What is being asked:
Print the listing in its entirety and exactly, leaving out images.

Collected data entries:
· · · ·

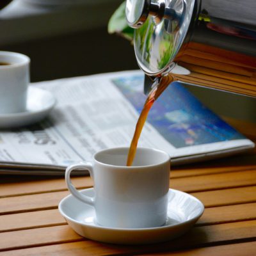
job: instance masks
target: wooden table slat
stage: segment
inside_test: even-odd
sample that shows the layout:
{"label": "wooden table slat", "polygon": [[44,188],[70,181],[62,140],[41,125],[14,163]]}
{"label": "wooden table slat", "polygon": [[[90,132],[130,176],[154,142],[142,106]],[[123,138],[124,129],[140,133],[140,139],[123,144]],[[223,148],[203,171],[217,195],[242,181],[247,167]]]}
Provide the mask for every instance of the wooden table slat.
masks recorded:
{"label": "wooden table slat", "polygon": [[[90,246],[92,244],[92,246]],[[93,246],[97,244],[97,246]],[[212,247],[203,247],[191,249],[189,250],[182,250],[180,252],[172,252],[168,253],[172,256],[246,256],[255,255],[256,242],[241,243],[234,244],[220,245]],[[132,251],[132,248],[130,249]],[[126,252],[129,249],[126,249]],[[31,256],[38,255],[44,256],[86,256],[100,255],[115,255],[122,253],[122,246],[118,248],[117,246],[97,243],[93,241],[68,243],[61,244],[54,244],[42,247],[29,248],[14,251],[7,251],[1,253],[1,256]],[[166,253],[143,253],[140,255],[166,255]]]}
{"label": "wooden table slat", "polygon": [[[211,245],[212,243],[228,243],[234,241],[238,243],[240,240],[252,239],[252,237],[256,238],[256,220],[194,227],[184,236],[162,243],[159,247],[156,244],[150,244],[133,246],[132,250],[134,252],[136,252],[138,248],[141,250],[145,250],[147,248],[147,250],[153,250],[173,248],[178,250],[184,248],[185,246],[191,248]],[[77,241],[81,239],[83,239],[82,237],[75,233],[68,225],[13,231],[0,233],[0,251]],[[95,244],[97,247],[97,243]],[[124,246],[124,252],[125,252],[126,248],[131,248],[131,246]]]}
{"label": "wooden table slat", "polygon": [[[223,195],[225,195],[225,196]],[[0,215],[57,208],[67,191],[0,198]],[[205,207],[256,202],[256,186],[192,193]]]}
{"label": "wooden table slat", "polygon": [[[49,193],[67,190],[64,179],[56,180],[54,183],[43,182],[42,181],[29,183],[27,186],[1,186],[0,197],[11,195],[33,195],[42,192]],[[78,188],[84,188],[92,186],[93,182],[90,177],[76,177],[74,179],[74,184]],[[256,185],[256,169],[243,170],[236,172],[224,172],[200,176],[184,177],[179,179],[170,179],[171,188],[186,192],[195,192],[228,188],[240,187]],[[19,190],[20,189],[20,190]],[[0,198],[1,199],[1,198]]]}
{"label": "wooden table slat", "polygon": [[[196,225],[255,219],[256,203],[243,204],[206,208]],[[0,216],[0,232],[66,224],[58,209]]]}

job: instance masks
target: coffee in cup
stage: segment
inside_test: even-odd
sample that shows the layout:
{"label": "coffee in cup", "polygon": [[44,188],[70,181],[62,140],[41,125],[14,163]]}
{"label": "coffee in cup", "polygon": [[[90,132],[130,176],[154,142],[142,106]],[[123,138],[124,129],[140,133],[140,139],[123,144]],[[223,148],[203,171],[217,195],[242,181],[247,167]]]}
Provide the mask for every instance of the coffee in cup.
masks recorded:
{"label": "coffee in cup", "polygon": [[[111,228],[139,228],[163,225],[167,217],[170,158],[156,149],[138,148],[132,166],[126,166],[129,148],[106,149],[66,170],[71,193],[95,210],[95,221]],[[82,195],[72,185],[70,173],[89,170],[95,196]]]}
{"label": "coffee in cup", "polygon": [[0,115],[26,111],[29,63],[26,55],[0,51]]}

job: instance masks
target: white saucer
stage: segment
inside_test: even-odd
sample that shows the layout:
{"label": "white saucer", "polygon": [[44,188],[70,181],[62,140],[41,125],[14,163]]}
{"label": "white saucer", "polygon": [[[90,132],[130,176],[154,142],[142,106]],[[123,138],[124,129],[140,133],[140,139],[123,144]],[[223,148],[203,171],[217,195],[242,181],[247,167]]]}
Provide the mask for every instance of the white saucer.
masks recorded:
{"label": "white saucer", "polygon": [[[93,189],[81,191],[92,196]],[[59,211],[70,227],[79,235],[100,242],[140,244],[163,242],[189,230],[203,214],[203,204],[194,196],[175,189],[169,190],[168,220],[162,227],[149,228],[113,228],[95,221],[95,211],[70,195],[59,204]]]}
{"label": "white saucer", "polygon": [[28,90],[27,110],[25,112],[0,115],[0,128],[28,125],[45,117],[54,106],[56,99],[47,91],[30,86]]}

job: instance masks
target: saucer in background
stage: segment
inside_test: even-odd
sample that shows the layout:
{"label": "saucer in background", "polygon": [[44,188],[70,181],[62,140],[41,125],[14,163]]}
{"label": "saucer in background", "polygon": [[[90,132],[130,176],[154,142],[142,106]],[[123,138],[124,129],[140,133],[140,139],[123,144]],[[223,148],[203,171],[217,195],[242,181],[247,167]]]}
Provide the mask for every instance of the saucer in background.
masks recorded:
{"label": "saucer in background", "polygon": [[44,118],[56,104],[53,95],[45,90],[29,86],[25,112],[0,115],[0,129],[19,127]]}

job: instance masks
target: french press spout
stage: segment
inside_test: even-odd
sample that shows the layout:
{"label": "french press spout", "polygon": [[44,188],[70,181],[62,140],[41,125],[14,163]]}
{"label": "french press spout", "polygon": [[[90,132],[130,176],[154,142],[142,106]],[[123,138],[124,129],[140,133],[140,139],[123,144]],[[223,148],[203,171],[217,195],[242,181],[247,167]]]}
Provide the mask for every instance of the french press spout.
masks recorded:
{"label": "french press spout", "polygon": [[134,31],[134,51],[144,71],[145,92],[175,64],[177,55],[188,31],[193,1],[127,0],[126,19]]}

· · · ·

Full response:
job: instance masks
target: wooden table slat
stage: segment
inside_test: even-odd
sample that shows the layout:
{"label": "wooden table slat", "polygon": [[44,188],[70,181],[62,140],[41,125],[14,163]]}
{"label": "wooden table slat", "polygon": [[[90,132],[130,176],[154,142],[142,106]],[[123,138],[124,129],[140,133],[140,139],[123,144]],[[223,148],[203,171],[217,195],[242,181],[247,167]]]}
Provide the mask for every instance of the wooden table slat.
masks recorded:
{"label": "wooden table slat", "polygon": [[[90,246],[92,244],[92,246]],[[93,246],[97,244],[97,246]],[[212,247],[203,247],[191,249],[189,250],[182,250],[180,252],[172,252],[168,253],[172,256],[246,256],[255,255],[256,242],[241,243],[234,244],[220,245]],[[132,251],[132,248],[130,249]],[[126,252],[129,249],[126,249]],[[31,256],[38,255],[44,256],[86,256],[100,255],[115,255],[122,253],[122,246],[118,248],[117,246],[97,243],[93,241],[68,243],[61,244],[54,244],[42,247],[29,248],[14,251],[7,251],[1,253],[1,256]],[[166,253],[143,253],[140,255],[166,255]]]}
{"label": "wooden table slat", "polygon": [[[211,245],[212,243],[228,243],[234,241],[238,243],[240,240],[252,239],[252,237],[256,238],[256,220],[194,227],[184,236],[162,243],[159,247],[156,244],[150,244],[133,246],[132,250],[134,252],[136,252],[138,248],[141,250],[145,250],[147,248],[147,250],[153,250],[173,248],[178,250],[184,248],[185,246],[191,248]],[[77,241],[81,239],[83,239],[82,237],[75,233],[68,225],[13,231],[0,233],[0,251]],[[95,244],[97,247],[97,243]],[[124,246],[124,252],[125,252],[126,248],[131,248],[131,246]]]}
{"label": "wooden table slat", "polygon": [[[223,195],[225,195],[225,196]],[[0,215],[57,208],[67,191],[0,198]],[[205,207],[256,202],[256,186],[192,193]]]}
{"label": "wooden table slat", "polygon": [[[49,193],[67,190],[64,179],[56,180],[54,183],[43,182],[42,181],[29,183],[27,186],[1,186],[0,197],[11,195],[33,195],[42,192]],[[78,188],[84,188],[92,186],[93,182],[90,177],[76,177],[74,179],[74,184]],[[256,185],[256,169],[243,170],[236,172],[224,172],[200,176],[184,177],[179,179],[170,179],[171,188],[186,192],[195,192],[228,188],[240,187]],[[19,190],[20,189],[20,190]],[[0,198],[1,199],[1,198]]]}
{"label": "wooden table slat", "polygon": [[[196,225],[255,219],[256,203],[243,204],[206,208]],[[0,216],[0,232],[66,224],[58,209]]]}

job: instance masks
target: coffee in cup
stage: segment
inside_test: even-odd
sample that shows the layout:
{"label": "coffee in cup", "polygon": [[44,188],[70,181],[62,140],[41,125],[14,163]]}
{"label": "coffee in cup", "polygon": [[[90,132],[130,176],[154,142],[142,106]],[[123,138],[124,129],[140,133],[140,139],[123,144]],[[223,148],[203,171],[217,195],[242,181],[247,167]]]}
Provide the mask for every instance of the coffee in cup.
masks recorded:
{"label": "coffee in cup", "polygon": [[[111,228],[139,228],[163,225],[167,217],[170,158],[156,149],[138,148],[132,166],[126,166],[129,148],[106,149],[66,170],[71,193],[95,210],[95,221]],[[82,195],[72,185],[70,173],[89,170],[95,196]]]}
{"label": "coffee in cup", "polygon": [[0,115],[26,111],[29,63],[26,55],[0,51]]}

job: instance masks
target: white saucer
stage: segment
inside_test: even-odd
sample that shows the layout:
{"label": "white saucer", "polygon": [[44,188],[70,181],[62,140],[41,125],[14,163]]}
{"label": "white saucer", "polygon": [[[90,132],[130,176],[154,142],[142,106]],[[123,138],[124,129],[140,133],[140,139],[123,144]],[[223,148],[203,171],[217,195],[242,181],[247,167]]]}
Provide the mask for every instance of the white saucer.
masks recorded:
{"label": "white saucer", "polygon": [[[93,189],[81,191],[92,196]],[[59,211],[70,227],[79,235],[100,242],[140,244],[163,242],[189,230],[203,214],[203,204],[194,196],[175,189],[169,190],[168,220],[162,227],[149,228],[113,228],[95,221],[95,211],[70,195],[59,204]]]}
{"label": "white saucer", "polygon": [[28,90],[27,110],[25,112],[0,115],[0,128],[28,125],[45,117],[54,106],[56,99],[47,91],[30,86]]}

job: instance masks
target: saucer in background
stage: segment
inside_test: even-odd
sample that shows the layout:
{"label": "saucer in background", "polygon": [[44,188],[70,181],[62,140],[41,125],[14,163]]}
{"label": "saucer in background", "polygon": [[[90,132],[130,176],[154,142],[142,106]],[[123,138],[124,129],[140,133],[140,139],[123,144]],[[223,148],[203,171],[217,195],[242,181],[247,167]]]}
Provide the mask for every instance of the saucer in background.
masks recorded:
{"label": "saucer in background", "polygon": [[44,118],[56,104],[53,95],[45,90],[29,86],[25,112],[0,115],[0,129],[19,127]]}

job: instance masks
target: french press spout
stage: segment
inside_test: even-odd
sample that shows the layout:
{"label": "french press spout", "polygon": [[44,188],[70,181],[62,140],[41,125],[14,163]]}
{"label": "french press spout", "polygon": [[[90,132],[130,176],[154,142],[142,106]],[[123,138],[124,129],[140,133],[140,139],[123,144]],[[223,148],[203,171],[217,195],[242,181],[247,167]]]}
Provide the mask for every instance of the french press spout.
masks recorded:
{"label": "french press spout", "polygon": [[134,31],[134,51],[144,71],[145,92],[175,64],[177,55],[188,31],[193,1],[127,0],[126,19]]}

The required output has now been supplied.